- Your tasks:
(A) Copy from the Scherk opinion the part that opens with the words containing "With this backdrop" and closes with "United States Commissioner.".
(B) Please decide whether each statement below agrees with the Scherk opinion, answering yes or no and quoting the deciding words. (i) Scherk filed his first motion on October 19, 1959. (ii) The court held a hearing before dismissing the second motion. (iii) Scherk was serving a five year prison sentence.
(C) Resume the Scherk opinion after its last sentence.

**** Reading text

Scherk v. United States

242 F. Supp. 445 | N.D. Cal. | 1965

OLIVER J. CARTER, District Judge.

This is Scherk’s third petition for relief under 28 U.S.C. § 2255 from a ten year prison sentence after his plea of guilty to a charge of armed bank robbery (18 U.S.C. § 2113(a) (d). The first motion was filed on October 19, 1959, in which petitioner sought to have the Court vacate and set aside his sentence for armed bank robbery upon the ground that he was mentally incompetent to enter a plea of guilty, and that he was under duress at the time of making said plea. The motion was dismissed without hearing upon the ground that the records and the files in the case conclusively showed that the petitioner was entitled to no relief. The Memorandum and Order of the Court is reported under the title United States v. Scherk, 177 F. Supp. 793 (D.C.N.D.Cal., S.D., 1959). Reference is made thereto for a more detailed statement of the record on arraignment, plea and judgment in the criminal proceedings. On May 13, 1960, petitioner filed his second motion for relief under 28 U.S.C. § 2255, on the ground of an unlawful arrest and search made without probable cause. Again the action was dismissed without hearing because the Court found in its unreported Memorandum and Order that, since the defendant was represented by counsel of his own choosing and the record showed that he had voluntarily entered a plea of guilty to the charge of armed bank robbery, he had waived his claims of violation of constitutional rights for illegal arrest and illegal search and seizure.

With this backdrop he now petitions this Court to vacate and set aside that sentence by a motion under 28 U.S.C. § 2255. As grounds for this motion he alleges that he did not have adequate assistance of counsel at the time of his plea. More specifically Scherk claims that his attorney failed to make an independent investigation of the facts, was unskilled in the practice of criminal law, especially federal criminal law, and advised Scherk to plead guilty solely on the basis of the recommendation of the United States Attorney. In repetition of claims made in his prior petitions, he further claims that he was illegally arrested by San Francisco police and handed over to federal authorities on a “silver platter;” and that there was undue delay between the time of his arrest and his appearance before a United States Commissioner.

********
**** Data extract

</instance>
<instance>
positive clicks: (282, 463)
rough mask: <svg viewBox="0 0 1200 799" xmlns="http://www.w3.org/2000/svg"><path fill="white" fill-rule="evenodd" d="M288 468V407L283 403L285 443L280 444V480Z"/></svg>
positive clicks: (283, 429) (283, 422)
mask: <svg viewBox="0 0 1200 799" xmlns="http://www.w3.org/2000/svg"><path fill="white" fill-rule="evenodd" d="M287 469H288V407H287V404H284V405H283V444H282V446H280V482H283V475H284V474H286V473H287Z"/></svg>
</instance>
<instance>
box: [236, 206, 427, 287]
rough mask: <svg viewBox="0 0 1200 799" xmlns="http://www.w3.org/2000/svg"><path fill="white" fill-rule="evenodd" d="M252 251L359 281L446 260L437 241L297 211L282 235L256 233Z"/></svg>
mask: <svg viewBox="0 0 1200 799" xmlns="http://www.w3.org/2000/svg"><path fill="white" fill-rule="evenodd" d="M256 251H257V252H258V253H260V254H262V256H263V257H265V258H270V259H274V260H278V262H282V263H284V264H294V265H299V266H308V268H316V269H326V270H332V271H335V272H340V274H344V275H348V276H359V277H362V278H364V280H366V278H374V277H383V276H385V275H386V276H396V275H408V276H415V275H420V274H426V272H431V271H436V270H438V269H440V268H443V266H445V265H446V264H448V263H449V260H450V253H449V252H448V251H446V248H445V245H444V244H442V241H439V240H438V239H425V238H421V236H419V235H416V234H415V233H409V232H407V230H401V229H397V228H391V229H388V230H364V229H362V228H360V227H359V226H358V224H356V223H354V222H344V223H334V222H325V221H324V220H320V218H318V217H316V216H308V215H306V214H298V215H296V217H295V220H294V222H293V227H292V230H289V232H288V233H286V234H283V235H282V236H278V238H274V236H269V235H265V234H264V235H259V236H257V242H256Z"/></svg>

********

- Responses in order:
(A)
With this backdrop he now petitions this Court to vacate and set aside that sentence by a motion under 28 U.S.C. § 2255. As grounds for this motion he alleges that he did not have adequate assistance of counsel at the time of his plea. More specifically Scherk claims that his attorney failed to make an independent investigation of the facts, was unskilled in the practice of criminal law, especially federal criminal law, and advised Scherk to plead guilty solely on the basis of the recommendation of the United States Attorney. In repetition of claims made in his prior petitions, he further claims that he was illegally arrested by San Francisco police and handed over to federal authorities on a “silver platter;” and that there was undue delay between the time of his arrest and his appearance before a United States Commissioner.

(B)
(i) Yes: "The first motion was filed on October 19, 1959"
(ii) No: "Again the action was dismissed without hearing"
(iii) No: "a ten year prison sentence"

(C)
As to the alleged undue delay between the petitioner’s arrest and his arraignment before the United States Commissioner, the record shows that Scherk was arrested on Saturday, January 18, 1958 at 5:30 o’clock a. m., and that he was brought before the Commissioner on Monday, January 20, 1958. At the time of his arrest the office of the United States Commissioner closed at 5:00 o’clock p. m. on Friday and did not reopen until the following Monday, so that Scherk was brought before the Commissioner within a reasonable time under the circumstances, and therefore there was no undue delay.

Both the illegal arrest and the alleged illegal detention are matters of the arrest procedures. Irregularities in the arrest procedures are not subject to attack by a motion under § 2255 after a voluntary guilty plea. The proper manner in which to question these procedures is either by a motion before sentence, or on appeal. Warren v. United States, 311 F.2d 673 (Cir. 8, 1963); United States v. Koptic, 300 F.2d 19 (Cir. 7, 1962). Moreover in the present case no evidence at all was introduced by the prosecution. The sentence depended solely upon the plea of guilty entered by Scherk. Such a plea, if voluntarily and knowingly made, waives all non-jurisdictional defenses including illegal arrest and detention. Anderson v. United States, 338 F.2d 618 (Cir. 9, 1964); Harris v. United States, 338 F. 2d 75 (Cir. 9, 1964); Hoffman v. United States, 327 F.2d 489 (Cir. 9, 1964); *447Thomas v. United States, 290 F.2d 696, 697 (Cir. 9, 1961); Eberhart v. United States, 262 F.2d 421 (Cir. 9, 1958).

The claim of inadequate assistance of counsel presents a more serious problem. The courts do not lightly set aside a conviction or sentence on the grounds of inadequate assistance of counsel. Generally sentence will not be vacated on such grounds unless there is a clear showing that the attorney’s conduct was so incompetent as to make the proceeding a farce. Black v. United States, 269 F.2d 38 (Cir. 9, 1958). In order to justify a hearing on such grounds the petition must set out a course of action on the part of counsel which would preclude a fair hearing, and make the resultant proceedings a mockery of justice. Edwards v. United States, 103 U.S.App.D.C. 152, 256 F.2d 707 (1958). Dodd v. United States, 321 F.2d 240 (Cir. 9, 1963) lists certain allegations which will not entitle a petitioner to a hearing in this District.

“Many of the grounds often asserted to sustain lack of effective assistance of counsel do not justify a hearing or entitle petitioner to relief. Of such character are contentions as to the ‘competence of counsel’ (citation omitted); the ‘quality of a defense’ (citation omitted) ; or ‘matters of counsel’s judgment’ (citations omitted); ‘general statements expressing dissatisfaction with trial results’ (citation omitted), or ‘a matter of trial tactics or strategy’ (citations omitted).” 321 F.2d at 243.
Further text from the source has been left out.